*MATERIAL FOR THIS EXERCISE*:
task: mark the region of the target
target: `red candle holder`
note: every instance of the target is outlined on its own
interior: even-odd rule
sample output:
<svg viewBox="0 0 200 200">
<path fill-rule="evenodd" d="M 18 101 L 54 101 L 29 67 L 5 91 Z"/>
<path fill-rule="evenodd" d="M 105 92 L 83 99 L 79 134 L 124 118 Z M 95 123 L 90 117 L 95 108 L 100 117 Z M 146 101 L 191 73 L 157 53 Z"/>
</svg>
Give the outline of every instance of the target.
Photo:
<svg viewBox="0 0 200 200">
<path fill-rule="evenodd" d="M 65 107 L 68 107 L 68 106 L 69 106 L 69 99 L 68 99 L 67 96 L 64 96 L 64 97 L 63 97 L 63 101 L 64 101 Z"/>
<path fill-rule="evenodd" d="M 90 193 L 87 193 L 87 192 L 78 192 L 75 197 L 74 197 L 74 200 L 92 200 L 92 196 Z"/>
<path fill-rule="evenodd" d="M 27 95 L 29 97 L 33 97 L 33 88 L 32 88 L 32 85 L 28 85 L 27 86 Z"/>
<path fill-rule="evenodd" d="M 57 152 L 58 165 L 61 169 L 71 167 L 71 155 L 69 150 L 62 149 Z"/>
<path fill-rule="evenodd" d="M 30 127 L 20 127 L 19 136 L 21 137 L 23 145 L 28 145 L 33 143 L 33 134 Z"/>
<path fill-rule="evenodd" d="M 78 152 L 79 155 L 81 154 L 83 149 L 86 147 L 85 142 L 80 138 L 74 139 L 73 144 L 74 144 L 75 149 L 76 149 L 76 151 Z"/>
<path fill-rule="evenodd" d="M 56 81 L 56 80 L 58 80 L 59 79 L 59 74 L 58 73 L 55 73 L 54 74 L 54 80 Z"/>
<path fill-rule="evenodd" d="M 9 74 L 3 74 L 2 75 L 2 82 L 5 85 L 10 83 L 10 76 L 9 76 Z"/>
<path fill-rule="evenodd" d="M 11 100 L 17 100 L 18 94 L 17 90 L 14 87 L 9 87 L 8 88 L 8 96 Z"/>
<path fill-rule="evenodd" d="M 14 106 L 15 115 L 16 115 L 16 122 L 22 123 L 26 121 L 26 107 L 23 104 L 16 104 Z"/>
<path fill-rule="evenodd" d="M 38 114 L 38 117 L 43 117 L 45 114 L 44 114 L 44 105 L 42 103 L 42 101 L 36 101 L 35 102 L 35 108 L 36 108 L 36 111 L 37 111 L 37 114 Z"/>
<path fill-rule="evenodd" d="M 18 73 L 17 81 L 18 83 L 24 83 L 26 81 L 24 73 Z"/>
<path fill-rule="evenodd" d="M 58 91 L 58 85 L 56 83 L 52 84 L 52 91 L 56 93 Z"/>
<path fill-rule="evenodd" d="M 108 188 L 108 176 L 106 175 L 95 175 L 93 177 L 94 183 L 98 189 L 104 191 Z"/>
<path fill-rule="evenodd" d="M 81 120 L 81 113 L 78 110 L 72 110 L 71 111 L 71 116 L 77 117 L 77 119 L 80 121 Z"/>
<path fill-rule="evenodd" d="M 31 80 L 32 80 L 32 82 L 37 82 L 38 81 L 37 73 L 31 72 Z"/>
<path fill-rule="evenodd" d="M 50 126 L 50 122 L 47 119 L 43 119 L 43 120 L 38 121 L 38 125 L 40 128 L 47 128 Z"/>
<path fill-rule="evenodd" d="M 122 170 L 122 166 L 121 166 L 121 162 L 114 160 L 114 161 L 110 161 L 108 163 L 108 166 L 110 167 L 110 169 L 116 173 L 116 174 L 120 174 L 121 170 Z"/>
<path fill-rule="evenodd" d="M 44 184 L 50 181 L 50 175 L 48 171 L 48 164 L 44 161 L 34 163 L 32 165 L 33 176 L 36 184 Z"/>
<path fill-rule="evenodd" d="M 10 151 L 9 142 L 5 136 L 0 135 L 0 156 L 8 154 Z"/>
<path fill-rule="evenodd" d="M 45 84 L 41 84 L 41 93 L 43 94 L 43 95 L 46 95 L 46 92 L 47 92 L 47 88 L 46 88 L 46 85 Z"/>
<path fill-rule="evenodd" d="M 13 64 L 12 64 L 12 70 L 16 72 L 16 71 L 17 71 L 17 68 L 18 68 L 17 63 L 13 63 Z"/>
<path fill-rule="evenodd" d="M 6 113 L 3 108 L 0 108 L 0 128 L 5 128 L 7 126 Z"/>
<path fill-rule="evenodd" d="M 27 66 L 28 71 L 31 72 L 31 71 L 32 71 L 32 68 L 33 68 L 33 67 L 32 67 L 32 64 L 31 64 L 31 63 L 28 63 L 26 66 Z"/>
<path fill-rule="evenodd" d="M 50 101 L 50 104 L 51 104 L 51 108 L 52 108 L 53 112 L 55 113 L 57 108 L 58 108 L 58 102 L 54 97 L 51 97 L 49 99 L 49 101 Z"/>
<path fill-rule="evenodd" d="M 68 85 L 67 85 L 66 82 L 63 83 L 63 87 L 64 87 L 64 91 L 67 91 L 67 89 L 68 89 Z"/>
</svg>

*JOB*: Quote all of the rows above verbatim, changing nothing.

*ANSWER FOR THE TASK*:
task: mark the region of the target
target: `red candle holder`
note: every instance of the target is outlined on its own
interior: even-odd rule
sample output:
<svg viewBox="0 0 200 200">
<path fill-rule="evenodd" d="M 18 101 L 54 101 L 29 67 L 5 91 Z"/>
<path fill-rule="evenodd" d="M 105 92 L 83 99 L 79 134 L 124 118 Z M 95 123 L 90 117 L 95 108 L 100 117 Z M 146 101 L 191 73 L 157 53 Z"/>
</svg>
Give the outline of every instance of the target.
Photo:
<svg viewBox="0 0 200 200">
<path fill-rule="evenodd" d="M 65 107 L 68 107 L 68 106 L 69 106 L 69 99 L 68 99 L 67 96 L 64 96 L 64 97 L 63 97 L 63 101 L 64 101 Z"/>
<path fill-rule="evenodd" d="M 90 193 L 87 193 L 87 192 L 78 192 L 75 197 L 74 197 L 74 200 L 92 200 L 92 196 Z"/>
<path fill-rule="evenodd" d="M 27 95 L 29 97 L 33 97 L 33 88 L 32 88 L 32 85 L 28 85 L 27 86 Z"/>
<path fill-rule="evenodd" d="M 57 152 L 58 165 L 61 169 L 71 167 L 71 155 L 69 150 L 62 149 Z"/>
<path fill-rule="evenodd" d="M 30 127 L 20 127 L 19 136 L 21 137 L 23 145 L 28 145 L 33 143 L 33 134 Z"/>
<path fill-rule="evenodd" d="M 78 152 L 79 155 L 81 154 L 83 149 L 86 147 L 85 142 L 80 138 L 74 139 L 73 144 L 74 144 L 75 149 L 76 149 L 76 151 Z"/>
<path fill-rule="evenodd" d="M 56 81 L 56 80 L 58 80 L 59 79 L 59 74 L 58 73 L 55 73 L 54 74 L 54 80 Z"/>
<path fill-rule="evenodd" d="M 9 74 L 3 74 L 2 75 L 2 82 L 5 85 L 10 83 L 10 76 L 9 76 Z"/>
<path fill-rule="evenodd" d="M 11 100 L 17 100 L 18 94 L 17 90 L 14 87 L 9 87 L 8 88 L 8 96 Z"/>
<path fill-rule="evenodd" d="M 14 106 L 15 115 L 16 115 L 16 122 L 22 123 L 26 121 L 26 107 L 23 104 L 16 104 Z"/>
<path fill-rule="evenodd" d="M 38 114 L 38 117 L 43 117 L 45 114 L 44 114 L 44 105 L 42 103 L 42 101 L 36 101 L 35 102 L 35 108 L 36 108 L 36 111 L 37 111 L 37 114 Z"/>
<path fill-rule="evenodd" d="M 18 73 L 17 81 L 18 83 L 24 83 L 26 81 L 24 73 Z"/>
<path fill-rule="evenodd" d="M 58 91 L 58 85 L 56 83 L 52 84 L 52 91 L 56 93 Z"/>
<path fill-rule="evenodd" d="M 108 188 L 108 176 L 106 175 L 95 175 L 93 177 L 94 183 L 98 189 L 104 191 Z"/>
<path fill-rule="evenodd" d="M 81 120 L 81 113 L 78 110 L 72 110 L 71 111 L 71 116 L 77 117 L 77 119 L 80 121 Z"/>
<path fill-rule="evenodd" d="M 31 80 L 32 80 L 32 82 L 37 82 L 38 81 L 37 73 L 31 72 Z"/>
<path fill-rule="evenodd" d="M 50 126 L 50 122 L 47 119 L 43 119 L 43 120 L 38 121 L 38 125 L 40 128 L 47 128 Z"/>
<path fill-rule="evenodd" d="M 122 170 L 122 166 L 121 166 L 121 162 L 114 160 L 114 161 L 110 161 L 108 163 L 108 166 L 110 167 L 110 169 L 116 173 L 116 174 L 120 174 L 121 170 Z"/>
<path fill-rule="evenodd" d="M 44 184 L 50 181 L 50 175 L 48 171 L 48 164 L 44 161 L 34 163 L 32 165 L 33 176 L 36 184 Z"/>
<path fill-rule="evenodd" d="M 10 151 L 9 142 L 5 136 L 0 135 L 0 156 L 8 154 Z"/>
<path fill-rule="evenodd" d="M 45 84 L 41 84 L 41 93 L 43 94 L 43 95 L 46 95 L 46 92 L 47 92 L 47 88 L 46 88 L 46 85 Z"/>
<path fill-rule="evenodd" d="M 13 64 L 12 64 L 12 70 L 16 72 L 16 71 L 17 71 L 17 68 L 18 68 L 17 63 L 13 63 Z"/>
<path fill-rule="evenodd" d="M 6 113 L 3 108 L 0 108 L 0 128 L 5 128 L 7 126 Z"/>
<path fill-rule="evenodd" d="M 27 66 L 28 71 L 31 72 L 31 71 L 32 71 L 32 68 L 33 68 L 33 67 L 32 67 L 32 64 L 31 64 L 31 63 L 28 63 L 26 66 Z"/>
<path fill-rule="evenodd" d="M 50 101 L 50 104 L 51 104 L 51 108 L 52 108 L 53 112 L 55 113 L 57 108 L 58 108 L 58 102 L 54 97 L 51 97 L 49 99 L 49 101 Z"/>
<path fill-rule="evenodd" d="M 68 85 L 67 85 L 66 82 L 63 83 L 63 87 L 64 87 L 64 91 L 67 91 L 67 89 L 68 89 Z"/>
</svg>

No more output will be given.